>> start Working data

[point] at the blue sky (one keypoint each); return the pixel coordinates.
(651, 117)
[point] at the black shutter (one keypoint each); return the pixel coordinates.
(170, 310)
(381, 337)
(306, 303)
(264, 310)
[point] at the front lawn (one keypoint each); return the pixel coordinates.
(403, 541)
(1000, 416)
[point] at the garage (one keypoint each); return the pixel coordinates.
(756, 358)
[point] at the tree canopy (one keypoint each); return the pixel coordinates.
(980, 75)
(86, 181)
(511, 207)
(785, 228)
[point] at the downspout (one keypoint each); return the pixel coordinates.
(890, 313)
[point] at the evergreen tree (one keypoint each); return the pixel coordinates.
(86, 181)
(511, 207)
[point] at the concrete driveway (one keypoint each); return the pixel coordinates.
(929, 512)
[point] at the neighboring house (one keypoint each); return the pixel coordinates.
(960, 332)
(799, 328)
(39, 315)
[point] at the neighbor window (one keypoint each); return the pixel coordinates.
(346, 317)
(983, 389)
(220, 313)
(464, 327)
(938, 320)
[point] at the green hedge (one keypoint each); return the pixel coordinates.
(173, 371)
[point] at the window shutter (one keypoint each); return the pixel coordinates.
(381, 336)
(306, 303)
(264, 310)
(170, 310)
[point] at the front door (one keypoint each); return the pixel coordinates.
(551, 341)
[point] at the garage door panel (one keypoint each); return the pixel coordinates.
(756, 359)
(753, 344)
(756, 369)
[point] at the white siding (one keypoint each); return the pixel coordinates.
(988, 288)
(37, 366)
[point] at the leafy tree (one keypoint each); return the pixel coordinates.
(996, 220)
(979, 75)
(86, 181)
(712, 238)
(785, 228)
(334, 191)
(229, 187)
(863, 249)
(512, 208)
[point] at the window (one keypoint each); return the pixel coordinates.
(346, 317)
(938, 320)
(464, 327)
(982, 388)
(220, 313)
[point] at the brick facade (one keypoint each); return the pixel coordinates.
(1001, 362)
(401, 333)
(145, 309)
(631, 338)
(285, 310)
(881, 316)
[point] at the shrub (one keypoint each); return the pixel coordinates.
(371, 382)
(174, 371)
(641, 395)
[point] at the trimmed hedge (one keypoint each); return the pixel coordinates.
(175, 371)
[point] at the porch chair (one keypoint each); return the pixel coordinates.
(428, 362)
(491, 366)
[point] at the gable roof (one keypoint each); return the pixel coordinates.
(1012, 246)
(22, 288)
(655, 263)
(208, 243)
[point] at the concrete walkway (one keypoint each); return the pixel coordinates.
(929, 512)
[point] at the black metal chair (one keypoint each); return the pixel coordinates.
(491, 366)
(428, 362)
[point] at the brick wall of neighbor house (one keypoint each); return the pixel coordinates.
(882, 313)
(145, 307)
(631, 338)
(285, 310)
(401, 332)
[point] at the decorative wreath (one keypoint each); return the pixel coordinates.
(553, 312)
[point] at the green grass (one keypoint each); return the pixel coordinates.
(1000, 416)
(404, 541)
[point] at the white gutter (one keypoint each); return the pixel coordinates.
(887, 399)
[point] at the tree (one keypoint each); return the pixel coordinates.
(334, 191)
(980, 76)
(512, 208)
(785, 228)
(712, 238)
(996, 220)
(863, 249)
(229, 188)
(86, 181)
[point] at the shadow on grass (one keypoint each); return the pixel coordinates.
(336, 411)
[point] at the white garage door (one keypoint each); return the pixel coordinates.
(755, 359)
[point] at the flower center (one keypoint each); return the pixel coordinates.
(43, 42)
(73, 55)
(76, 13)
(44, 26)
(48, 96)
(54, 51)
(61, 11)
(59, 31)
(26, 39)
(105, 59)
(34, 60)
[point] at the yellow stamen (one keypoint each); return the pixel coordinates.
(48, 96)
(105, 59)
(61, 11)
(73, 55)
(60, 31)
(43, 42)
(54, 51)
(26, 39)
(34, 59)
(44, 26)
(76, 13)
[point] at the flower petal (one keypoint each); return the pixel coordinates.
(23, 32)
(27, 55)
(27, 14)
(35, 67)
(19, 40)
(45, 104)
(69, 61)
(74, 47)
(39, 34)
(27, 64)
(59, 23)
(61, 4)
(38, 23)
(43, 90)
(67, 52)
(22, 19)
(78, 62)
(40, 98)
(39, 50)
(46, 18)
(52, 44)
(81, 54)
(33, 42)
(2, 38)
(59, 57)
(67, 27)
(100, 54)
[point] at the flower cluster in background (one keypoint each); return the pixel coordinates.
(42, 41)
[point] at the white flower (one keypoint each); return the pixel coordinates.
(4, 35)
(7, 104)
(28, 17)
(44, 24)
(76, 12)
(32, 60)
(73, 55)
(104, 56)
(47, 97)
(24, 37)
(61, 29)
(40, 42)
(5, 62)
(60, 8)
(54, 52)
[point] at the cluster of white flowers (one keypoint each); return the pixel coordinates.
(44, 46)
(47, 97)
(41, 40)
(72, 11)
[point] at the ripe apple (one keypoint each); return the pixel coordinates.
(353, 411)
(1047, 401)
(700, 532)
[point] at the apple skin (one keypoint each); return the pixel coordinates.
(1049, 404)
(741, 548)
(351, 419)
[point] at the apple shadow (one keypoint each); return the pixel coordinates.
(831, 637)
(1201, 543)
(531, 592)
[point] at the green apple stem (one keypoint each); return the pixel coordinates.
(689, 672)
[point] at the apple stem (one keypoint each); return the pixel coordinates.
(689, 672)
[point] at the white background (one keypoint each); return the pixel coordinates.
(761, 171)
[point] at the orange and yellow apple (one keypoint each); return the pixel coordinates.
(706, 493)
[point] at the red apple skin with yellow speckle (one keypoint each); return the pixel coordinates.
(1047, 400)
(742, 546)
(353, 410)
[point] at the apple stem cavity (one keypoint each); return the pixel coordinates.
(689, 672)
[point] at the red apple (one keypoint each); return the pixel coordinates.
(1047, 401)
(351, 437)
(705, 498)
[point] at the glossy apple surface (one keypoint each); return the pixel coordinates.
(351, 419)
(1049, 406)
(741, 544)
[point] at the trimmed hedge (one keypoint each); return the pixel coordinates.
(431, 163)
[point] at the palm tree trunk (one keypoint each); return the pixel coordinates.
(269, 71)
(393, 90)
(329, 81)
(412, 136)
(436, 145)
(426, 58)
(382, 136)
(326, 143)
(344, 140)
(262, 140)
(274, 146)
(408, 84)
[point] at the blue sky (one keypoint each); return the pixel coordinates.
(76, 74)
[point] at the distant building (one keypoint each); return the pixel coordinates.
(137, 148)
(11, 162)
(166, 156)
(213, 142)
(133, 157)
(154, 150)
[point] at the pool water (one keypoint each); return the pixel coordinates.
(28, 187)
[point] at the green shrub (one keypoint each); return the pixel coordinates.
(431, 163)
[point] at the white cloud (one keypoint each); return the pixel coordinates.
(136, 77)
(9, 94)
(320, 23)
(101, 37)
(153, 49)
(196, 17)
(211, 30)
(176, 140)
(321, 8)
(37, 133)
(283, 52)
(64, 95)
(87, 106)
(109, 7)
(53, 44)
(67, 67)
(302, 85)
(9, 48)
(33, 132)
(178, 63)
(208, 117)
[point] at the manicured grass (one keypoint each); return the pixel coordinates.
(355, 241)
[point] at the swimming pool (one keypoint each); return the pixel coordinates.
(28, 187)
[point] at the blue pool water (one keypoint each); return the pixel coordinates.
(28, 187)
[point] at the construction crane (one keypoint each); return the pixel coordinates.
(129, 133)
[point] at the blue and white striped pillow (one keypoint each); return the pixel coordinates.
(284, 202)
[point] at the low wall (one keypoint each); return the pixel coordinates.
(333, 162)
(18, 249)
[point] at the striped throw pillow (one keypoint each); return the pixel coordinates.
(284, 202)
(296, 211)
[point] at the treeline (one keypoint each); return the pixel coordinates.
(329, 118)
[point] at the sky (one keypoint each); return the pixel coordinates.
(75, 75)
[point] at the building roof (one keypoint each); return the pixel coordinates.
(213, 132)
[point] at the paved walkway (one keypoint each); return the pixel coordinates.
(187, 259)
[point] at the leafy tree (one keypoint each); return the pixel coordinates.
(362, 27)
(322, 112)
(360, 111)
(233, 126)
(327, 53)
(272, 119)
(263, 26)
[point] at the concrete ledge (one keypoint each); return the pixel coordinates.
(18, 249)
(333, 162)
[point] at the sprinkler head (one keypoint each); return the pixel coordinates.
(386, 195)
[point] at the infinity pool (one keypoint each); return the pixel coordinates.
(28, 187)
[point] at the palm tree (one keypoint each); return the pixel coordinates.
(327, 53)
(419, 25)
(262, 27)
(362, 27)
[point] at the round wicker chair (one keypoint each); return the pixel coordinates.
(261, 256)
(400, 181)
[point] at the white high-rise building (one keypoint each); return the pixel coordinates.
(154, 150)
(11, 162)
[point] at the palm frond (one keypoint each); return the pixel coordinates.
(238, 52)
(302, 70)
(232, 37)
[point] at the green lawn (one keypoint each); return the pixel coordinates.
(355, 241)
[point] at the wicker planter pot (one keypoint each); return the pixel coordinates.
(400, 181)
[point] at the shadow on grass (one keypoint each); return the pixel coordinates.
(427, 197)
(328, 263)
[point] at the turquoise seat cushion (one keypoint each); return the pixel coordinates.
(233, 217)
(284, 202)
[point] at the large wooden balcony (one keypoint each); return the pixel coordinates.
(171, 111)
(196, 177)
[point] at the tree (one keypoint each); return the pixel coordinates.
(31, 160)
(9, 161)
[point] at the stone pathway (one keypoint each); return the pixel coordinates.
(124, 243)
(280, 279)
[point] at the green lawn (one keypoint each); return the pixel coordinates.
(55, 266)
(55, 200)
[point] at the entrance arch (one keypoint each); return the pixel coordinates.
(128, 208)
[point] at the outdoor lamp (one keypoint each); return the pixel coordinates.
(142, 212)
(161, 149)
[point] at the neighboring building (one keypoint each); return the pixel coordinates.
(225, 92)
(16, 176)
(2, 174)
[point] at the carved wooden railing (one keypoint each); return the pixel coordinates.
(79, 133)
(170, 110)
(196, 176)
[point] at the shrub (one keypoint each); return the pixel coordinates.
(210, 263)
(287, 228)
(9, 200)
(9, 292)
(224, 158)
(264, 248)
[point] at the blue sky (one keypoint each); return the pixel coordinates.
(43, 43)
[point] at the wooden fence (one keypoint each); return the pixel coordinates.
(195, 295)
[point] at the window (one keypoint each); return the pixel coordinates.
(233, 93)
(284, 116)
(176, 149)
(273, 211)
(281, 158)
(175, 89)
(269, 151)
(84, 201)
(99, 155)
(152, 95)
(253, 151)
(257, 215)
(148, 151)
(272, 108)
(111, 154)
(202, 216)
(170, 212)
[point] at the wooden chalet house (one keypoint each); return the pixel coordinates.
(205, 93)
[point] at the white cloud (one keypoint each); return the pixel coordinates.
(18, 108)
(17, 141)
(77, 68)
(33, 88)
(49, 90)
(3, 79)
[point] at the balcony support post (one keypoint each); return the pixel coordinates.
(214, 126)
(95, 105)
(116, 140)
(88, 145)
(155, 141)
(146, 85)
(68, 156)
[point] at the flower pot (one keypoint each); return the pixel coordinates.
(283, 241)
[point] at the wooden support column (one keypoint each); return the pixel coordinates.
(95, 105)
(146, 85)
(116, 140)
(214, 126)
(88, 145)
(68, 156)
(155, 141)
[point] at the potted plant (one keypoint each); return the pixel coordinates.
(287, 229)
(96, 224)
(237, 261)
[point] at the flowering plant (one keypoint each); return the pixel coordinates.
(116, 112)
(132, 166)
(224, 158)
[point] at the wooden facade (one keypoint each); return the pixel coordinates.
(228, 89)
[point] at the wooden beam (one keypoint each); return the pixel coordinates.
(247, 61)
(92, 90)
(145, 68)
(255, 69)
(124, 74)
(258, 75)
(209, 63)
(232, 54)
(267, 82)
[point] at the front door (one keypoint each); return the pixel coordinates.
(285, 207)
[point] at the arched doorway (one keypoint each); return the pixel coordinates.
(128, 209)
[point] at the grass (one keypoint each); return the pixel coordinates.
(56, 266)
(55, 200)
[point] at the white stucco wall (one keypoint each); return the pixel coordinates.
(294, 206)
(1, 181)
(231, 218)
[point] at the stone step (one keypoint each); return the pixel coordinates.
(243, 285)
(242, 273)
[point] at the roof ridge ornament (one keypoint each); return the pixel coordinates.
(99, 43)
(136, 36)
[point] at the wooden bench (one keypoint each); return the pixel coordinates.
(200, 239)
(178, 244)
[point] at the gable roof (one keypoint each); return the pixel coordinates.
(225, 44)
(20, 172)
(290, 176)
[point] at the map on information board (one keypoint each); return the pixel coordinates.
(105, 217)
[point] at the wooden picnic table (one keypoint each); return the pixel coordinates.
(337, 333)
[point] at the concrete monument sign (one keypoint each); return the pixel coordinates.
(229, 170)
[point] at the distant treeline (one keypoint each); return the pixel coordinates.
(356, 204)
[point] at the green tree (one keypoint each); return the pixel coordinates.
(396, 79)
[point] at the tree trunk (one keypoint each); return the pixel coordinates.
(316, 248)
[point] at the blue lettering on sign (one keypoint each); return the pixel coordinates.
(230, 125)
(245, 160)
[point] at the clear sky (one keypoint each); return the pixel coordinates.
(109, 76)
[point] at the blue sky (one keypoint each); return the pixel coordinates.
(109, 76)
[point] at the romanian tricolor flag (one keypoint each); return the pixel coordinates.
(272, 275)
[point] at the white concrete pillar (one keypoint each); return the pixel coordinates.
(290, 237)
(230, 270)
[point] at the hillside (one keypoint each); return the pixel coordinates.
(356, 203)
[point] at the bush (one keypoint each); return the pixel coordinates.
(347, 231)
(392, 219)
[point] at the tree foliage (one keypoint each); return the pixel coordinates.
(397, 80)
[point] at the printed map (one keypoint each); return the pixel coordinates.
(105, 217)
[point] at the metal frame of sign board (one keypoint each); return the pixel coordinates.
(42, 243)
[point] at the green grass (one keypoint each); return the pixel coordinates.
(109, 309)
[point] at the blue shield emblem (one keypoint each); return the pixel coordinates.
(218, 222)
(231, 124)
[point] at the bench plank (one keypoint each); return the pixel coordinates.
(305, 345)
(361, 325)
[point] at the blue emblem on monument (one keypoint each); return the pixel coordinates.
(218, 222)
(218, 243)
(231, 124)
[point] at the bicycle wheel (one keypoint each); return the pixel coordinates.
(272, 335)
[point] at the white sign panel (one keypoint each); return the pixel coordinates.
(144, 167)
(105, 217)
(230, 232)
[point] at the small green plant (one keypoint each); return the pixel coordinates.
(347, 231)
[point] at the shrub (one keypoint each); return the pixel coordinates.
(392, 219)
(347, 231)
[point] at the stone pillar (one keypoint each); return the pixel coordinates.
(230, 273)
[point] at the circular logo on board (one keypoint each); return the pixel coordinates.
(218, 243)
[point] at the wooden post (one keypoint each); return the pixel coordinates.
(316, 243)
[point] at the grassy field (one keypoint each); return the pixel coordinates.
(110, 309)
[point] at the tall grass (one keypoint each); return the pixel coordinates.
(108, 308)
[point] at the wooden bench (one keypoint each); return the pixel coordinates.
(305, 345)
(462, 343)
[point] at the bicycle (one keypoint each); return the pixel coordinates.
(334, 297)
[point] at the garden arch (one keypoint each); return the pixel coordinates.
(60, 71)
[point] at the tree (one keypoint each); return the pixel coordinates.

>> end Working data

Locate the line that contains "[point] at the metal", then please quote it and every line after it to the end of the entries above, exactly and with nothing else.

> _Task response_:
[point] at the metal frame of sign board (one keypoint each); return the pixel coordinates.
(42, 243)
[point] at the green grass (one keypoint each); return the pixel coordinates.
(109, 309)
[point] at the blue shield emblem (one keypoint each); return the pixel coordinates.
(218, 222)
(231, 124)
[point] at the bench plank (one keypoint each); return the pixel coordinates.
(305, 345)
(361, 325)
[point] at the blue emblem on monument (one keypoint each); return the pixel coordinates.
(218, 222)
(218, 243)
(231, 124)
[point] at the bicycle wheel (one keypoint each); return the pixel coordinates.
(272, 335)
[point] at the white sign panel (one keypoint each); return the pixel coordinates.
(144, 167)
(105, 217)
(230, 232)
[point] at the small green plant (one keypoint each); return the pixel coordinates.
(347, 231)
[point] at the shrub (one keypoint each); return the pixel coordinates.
(392, 219)
(347, 231)
[point] at the stone pillar (one keypoint each); return the pixel coordinates.
(230, 273)
[point] at the circular logo on board (one keypoint each); return the pixel coordinates.
(218, 243)
[point] at the wooden post (one keypoint each); return the pixel coordinates.
(316, 243)
[point] at the grassy field (one keypoint each); return the pixel coordinates.
(110, 309)
[point] at the tall grass (one keypoint each); return the pixel coordinates.
(108, 308)
[point] at the wooden bench (one keypoint each); return the pixel coordinates.
(305, 345)
(462, 343)
[point] at the bicycle (one keypoint each); return the pixel coordinates.
(334, 297)
[point] at the garden arch (one keypoint each); return the pixel coordinates.
(60, 71)
[point] at the tree (one keypoint each); return the pixel coordinates.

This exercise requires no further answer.